### GOAL OF THE EXERCISE
Pull out each line below that contains the string "green", treating uppercase and lowercase letters as different.

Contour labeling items
========

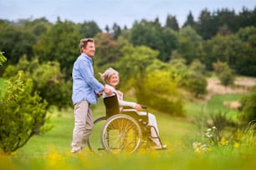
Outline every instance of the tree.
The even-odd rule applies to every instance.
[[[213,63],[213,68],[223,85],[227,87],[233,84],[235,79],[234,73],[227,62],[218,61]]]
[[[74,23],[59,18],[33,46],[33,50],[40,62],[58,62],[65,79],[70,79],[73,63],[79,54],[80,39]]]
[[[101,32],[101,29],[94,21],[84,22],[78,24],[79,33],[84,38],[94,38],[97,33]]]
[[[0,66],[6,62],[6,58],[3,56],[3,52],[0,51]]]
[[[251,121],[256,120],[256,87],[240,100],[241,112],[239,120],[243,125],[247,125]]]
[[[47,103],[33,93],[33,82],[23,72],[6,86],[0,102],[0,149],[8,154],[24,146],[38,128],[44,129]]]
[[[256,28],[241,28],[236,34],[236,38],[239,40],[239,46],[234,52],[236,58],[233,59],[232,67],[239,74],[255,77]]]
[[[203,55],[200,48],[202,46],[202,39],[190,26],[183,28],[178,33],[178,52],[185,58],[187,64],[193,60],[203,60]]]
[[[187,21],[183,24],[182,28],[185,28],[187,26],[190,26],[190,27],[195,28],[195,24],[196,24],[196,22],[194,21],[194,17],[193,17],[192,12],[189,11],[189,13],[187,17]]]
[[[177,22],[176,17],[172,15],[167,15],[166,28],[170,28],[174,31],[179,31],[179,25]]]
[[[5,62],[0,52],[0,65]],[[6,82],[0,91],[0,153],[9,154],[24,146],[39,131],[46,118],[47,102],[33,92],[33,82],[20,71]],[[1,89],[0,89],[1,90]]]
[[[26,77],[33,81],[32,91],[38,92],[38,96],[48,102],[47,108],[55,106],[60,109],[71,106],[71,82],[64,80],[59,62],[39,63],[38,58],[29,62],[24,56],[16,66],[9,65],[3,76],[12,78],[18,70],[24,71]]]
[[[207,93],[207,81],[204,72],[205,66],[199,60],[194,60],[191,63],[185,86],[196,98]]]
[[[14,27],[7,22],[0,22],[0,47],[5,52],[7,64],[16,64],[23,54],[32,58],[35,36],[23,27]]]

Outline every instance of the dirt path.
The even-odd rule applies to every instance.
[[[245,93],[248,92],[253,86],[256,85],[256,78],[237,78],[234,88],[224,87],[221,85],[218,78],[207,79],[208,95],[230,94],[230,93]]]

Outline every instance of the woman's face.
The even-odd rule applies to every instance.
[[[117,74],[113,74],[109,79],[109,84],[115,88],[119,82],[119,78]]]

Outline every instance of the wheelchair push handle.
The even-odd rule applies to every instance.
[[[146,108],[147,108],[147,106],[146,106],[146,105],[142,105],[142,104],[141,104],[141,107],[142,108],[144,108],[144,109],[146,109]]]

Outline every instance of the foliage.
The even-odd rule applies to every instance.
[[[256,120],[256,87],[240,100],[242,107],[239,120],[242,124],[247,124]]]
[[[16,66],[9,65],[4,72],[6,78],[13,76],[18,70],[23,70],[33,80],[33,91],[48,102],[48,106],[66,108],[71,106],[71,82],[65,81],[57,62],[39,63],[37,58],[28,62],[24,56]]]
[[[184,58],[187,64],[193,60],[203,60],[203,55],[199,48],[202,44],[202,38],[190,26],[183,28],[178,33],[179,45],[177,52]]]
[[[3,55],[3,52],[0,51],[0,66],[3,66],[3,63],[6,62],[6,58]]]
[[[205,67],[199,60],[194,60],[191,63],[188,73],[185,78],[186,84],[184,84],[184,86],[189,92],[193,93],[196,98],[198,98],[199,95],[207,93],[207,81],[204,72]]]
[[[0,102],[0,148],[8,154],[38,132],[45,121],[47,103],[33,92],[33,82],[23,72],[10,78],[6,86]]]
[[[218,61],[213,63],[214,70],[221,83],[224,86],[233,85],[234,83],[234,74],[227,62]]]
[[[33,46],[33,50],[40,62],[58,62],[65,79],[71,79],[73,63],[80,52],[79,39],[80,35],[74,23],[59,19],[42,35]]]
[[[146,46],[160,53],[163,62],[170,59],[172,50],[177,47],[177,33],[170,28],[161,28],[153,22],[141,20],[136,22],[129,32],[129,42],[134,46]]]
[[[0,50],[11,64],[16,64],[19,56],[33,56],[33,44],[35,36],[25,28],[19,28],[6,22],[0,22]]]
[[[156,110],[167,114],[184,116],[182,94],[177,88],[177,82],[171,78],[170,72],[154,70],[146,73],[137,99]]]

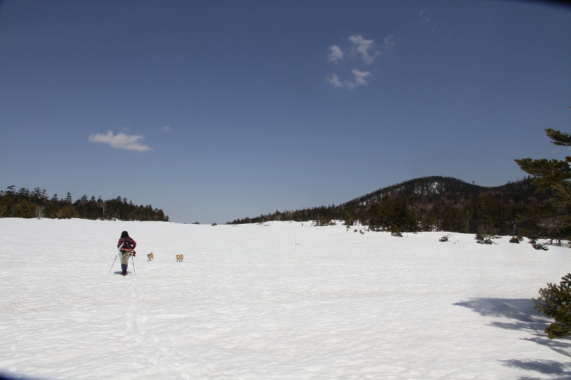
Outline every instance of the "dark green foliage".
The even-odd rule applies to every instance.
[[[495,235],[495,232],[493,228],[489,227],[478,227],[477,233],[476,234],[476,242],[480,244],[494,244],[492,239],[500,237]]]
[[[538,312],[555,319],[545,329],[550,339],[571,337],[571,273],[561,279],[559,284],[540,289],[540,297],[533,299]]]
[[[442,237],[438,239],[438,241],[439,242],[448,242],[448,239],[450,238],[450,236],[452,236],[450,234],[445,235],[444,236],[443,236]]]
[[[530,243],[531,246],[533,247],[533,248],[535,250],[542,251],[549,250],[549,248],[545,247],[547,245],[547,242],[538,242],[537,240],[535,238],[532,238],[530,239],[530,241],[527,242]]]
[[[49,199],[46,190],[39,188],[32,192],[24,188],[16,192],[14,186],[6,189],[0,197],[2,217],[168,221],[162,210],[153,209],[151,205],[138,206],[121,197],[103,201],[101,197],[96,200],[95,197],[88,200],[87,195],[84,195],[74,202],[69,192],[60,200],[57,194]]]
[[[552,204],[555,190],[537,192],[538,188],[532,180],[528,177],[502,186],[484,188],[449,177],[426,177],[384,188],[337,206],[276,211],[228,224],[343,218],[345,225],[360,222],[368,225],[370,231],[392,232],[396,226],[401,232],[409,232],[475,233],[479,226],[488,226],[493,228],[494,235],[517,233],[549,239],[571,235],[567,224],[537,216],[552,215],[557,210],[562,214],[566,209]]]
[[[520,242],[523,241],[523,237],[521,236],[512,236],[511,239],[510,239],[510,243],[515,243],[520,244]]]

========

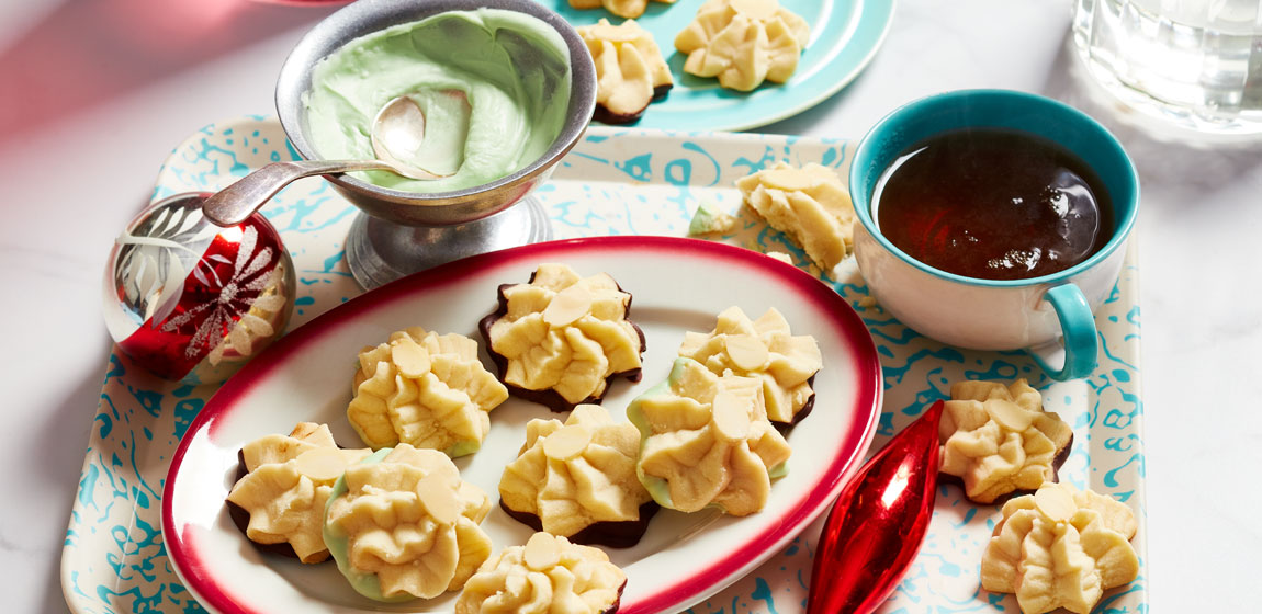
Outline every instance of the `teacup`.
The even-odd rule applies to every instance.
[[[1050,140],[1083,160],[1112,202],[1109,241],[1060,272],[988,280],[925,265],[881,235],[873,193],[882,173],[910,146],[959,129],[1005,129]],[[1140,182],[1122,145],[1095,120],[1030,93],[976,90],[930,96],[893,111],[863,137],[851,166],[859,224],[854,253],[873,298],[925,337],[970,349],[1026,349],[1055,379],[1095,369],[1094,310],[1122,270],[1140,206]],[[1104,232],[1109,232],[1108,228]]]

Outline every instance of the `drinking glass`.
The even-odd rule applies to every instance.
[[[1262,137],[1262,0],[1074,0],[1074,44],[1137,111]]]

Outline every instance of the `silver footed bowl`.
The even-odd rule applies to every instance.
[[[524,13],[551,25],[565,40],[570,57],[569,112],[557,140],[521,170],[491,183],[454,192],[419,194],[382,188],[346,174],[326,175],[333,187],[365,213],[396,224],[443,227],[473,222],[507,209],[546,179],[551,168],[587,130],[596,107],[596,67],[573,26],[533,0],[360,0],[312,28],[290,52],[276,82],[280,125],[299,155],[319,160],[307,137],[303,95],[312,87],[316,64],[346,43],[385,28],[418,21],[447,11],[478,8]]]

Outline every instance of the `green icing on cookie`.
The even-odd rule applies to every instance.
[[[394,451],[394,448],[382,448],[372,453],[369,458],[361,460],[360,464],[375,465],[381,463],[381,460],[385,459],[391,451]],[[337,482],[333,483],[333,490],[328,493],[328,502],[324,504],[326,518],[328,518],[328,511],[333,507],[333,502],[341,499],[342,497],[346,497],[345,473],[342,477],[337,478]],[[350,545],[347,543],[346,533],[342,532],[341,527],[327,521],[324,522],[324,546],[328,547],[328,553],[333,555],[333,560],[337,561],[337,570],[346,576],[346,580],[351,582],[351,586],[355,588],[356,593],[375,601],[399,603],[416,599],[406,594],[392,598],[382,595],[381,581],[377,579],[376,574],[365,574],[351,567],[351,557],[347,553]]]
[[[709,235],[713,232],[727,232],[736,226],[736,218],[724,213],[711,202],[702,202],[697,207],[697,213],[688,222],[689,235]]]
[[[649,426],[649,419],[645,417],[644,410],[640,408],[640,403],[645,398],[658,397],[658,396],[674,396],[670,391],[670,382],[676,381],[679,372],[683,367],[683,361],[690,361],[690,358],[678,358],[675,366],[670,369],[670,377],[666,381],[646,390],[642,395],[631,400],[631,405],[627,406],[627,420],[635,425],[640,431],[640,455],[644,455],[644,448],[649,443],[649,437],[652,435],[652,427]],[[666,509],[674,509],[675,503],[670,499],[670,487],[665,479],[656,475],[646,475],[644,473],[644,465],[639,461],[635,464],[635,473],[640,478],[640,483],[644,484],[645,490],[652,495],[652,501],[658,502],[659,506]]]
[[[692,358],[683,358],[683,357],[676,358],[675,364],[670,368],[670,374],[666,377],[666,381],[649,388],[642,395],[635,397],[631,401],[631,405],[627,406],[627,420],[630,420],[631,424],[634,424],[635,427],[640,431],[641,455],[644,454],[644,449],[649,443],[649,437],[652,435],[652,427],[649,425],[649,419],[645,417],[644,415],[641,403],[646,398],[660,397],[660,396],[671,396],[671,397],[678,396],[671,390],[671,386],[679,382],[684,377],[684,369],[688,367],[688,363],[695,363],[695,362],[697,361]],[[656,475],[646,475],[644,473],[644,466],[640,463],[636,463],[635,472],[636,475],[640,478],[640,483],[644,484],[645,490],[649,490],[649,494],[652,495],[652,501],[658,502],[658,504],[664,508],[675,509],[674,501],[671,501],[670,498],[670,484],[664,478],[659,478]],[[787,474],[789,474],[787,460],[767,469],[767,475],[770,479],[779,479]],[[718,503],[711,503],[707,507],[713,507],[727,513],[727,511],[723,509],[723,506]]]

========

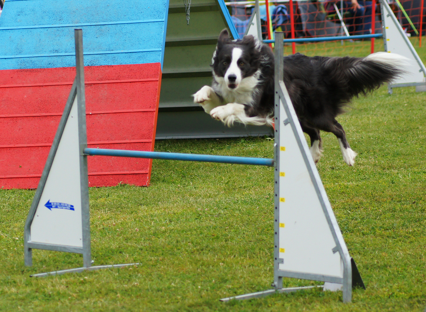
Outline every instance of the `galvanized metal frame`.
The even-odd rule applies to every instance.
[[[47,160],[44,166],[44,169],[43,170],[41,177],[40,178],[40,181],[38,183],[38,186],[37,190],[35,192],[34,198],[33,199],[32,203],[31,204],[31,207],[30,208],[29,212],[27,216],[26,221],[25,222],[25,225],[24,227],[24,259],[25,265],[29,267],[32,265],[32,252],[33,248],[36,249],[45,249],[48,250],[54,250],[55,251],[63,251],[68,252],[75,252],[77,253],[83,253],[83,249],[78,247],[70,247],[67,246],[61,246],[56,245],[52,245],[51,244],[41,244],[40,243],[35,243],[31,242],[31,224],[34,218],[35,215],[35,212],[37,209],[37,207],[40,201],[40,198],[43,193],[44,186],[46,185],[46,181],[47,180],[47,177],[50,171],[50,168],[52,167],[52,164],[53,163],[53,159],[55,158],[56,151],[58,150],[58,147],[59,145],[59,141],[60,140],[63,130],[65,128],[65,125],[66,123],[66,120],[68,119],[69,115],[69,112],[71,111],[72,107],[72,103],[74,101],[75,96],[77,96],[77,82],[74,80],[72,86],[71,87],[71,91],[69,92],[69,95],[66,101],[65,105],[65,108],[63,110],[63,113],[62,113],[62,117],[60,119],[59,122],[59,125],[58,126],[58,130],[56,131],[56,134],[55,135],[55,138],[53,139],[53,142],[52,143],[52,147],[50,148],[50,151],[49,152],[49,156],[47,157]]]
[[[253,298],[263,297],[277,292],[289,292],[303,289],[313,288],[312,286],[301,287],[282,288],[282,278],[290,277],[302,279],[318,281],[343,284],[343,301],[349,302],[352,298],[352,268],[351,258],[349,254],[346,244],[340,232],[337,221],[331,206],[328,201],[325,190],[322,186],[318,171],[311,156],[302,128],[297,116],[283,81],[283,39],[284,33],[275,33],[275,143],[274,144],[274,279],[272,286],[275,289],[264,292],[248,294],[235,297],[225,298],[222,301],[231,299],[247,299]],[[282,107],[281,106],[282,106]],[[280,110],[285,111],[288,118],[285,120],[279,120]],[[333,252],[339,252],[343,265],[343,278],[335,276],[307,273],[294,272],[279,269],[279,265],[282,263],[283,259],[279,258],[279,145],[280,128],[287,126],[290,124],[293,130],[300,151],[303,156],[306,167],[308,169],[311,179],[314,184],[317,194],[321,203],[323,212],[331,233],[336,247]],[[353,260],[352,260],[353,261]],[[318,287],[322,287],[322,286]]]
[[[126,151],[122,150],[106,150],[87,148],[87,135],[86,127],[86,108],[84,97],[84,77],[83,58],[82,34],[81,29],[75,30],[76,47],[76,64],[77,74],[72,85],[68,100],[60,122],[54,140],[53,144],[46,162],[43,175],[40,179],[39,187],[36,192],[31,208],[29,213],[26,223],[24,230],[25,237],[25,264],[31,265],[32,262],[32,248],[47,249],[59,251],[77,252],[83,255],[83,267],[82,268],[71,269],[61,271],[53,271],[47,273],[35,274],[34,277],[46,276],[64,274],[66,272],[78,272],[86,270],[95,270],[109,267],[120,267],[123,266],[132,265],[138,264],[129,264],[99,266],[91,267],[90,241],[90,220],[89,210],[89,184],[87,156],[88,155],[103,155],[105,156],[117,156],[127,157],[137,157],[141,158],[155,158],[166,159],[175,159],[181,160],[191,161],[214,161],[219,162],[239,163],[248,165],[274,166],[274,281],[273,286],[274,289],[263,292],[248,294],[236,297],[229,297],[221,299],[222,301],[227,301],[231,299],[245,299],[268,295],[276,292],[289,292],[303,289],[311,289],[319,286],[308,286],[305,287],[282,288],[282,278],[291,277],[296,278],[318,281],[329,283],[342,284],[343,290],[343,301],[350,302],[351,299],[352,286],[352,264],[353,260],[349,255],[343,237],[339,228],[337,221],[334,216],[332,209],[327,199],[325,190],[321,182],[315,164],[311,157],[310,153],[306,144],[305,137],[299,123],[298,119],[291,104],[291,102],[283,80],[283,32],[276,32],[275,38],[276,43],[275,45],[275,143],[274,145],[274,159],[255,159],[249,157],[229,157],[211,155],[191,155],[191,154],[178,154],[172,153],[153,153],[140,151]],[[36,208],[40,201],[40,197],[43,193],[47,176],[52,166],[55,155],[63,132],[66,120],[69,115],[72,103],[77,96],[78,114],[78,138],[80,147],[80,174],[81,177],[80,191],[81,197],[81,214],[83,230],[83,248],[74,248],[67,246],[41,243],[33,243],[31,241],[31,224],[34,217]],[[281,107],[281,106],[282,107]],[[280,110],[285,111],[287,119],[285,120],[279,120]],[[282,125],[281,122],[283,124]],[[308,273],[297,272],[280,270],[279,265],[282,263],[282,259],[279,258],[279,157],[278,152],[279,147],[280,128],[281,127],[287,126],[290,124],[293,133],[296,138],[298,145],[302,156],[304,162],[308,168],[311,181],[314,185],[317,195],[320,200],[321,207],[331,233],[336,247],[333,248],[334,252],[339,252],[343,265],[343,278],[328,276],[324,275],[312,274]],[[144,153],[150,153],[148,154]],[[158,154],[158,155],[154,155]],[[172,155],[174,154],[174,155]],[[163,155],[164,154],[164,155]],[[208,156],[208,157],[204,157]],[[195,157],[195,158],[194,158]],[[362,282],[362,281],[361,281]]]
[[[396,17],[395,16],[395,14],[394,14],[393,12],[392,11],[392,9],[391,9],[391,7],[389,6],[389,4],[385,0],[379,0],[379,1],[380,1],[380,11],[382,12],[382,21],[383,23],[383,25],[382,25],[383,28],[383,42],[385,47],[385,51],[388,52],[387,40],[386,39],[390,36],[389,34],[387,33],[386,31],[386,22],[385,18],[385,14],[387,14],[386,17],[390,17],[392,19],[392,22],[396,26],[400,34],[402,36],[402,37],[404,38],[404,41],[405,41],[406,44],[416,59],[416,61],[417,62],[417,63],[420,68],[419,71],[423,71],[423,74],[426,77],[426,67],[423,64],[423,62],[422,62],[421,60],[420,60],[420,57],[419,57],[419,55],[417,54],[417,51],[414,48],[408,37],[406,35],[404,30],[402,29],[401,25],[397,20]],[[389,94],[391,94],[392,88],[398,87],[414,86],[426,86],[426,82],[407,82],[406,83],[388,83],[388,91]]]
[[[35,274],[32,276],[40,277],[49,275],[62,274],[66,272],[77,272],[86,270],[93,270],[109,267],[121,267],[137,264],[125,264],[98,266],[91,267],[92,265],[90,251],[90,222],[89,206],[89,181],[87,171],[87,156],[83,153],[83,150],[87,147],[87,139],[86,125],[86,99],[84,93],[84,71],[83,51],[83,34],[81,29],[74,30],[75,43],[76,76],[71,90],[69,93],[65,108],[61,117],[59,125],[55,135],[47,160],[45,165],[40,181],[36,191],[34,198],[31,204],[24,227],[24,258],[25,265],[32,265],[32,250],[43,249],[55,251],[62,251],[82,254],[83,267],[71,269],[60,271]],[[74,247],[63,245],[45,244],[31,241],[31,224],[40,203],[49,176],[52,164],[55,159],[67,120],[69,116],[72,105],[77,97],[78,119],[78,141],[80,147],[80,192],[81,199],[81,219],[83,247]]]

========

### RESULT BELOW
Outline every instance of the "dark green foliage".
Outline every instance of the `green icing on cookie`.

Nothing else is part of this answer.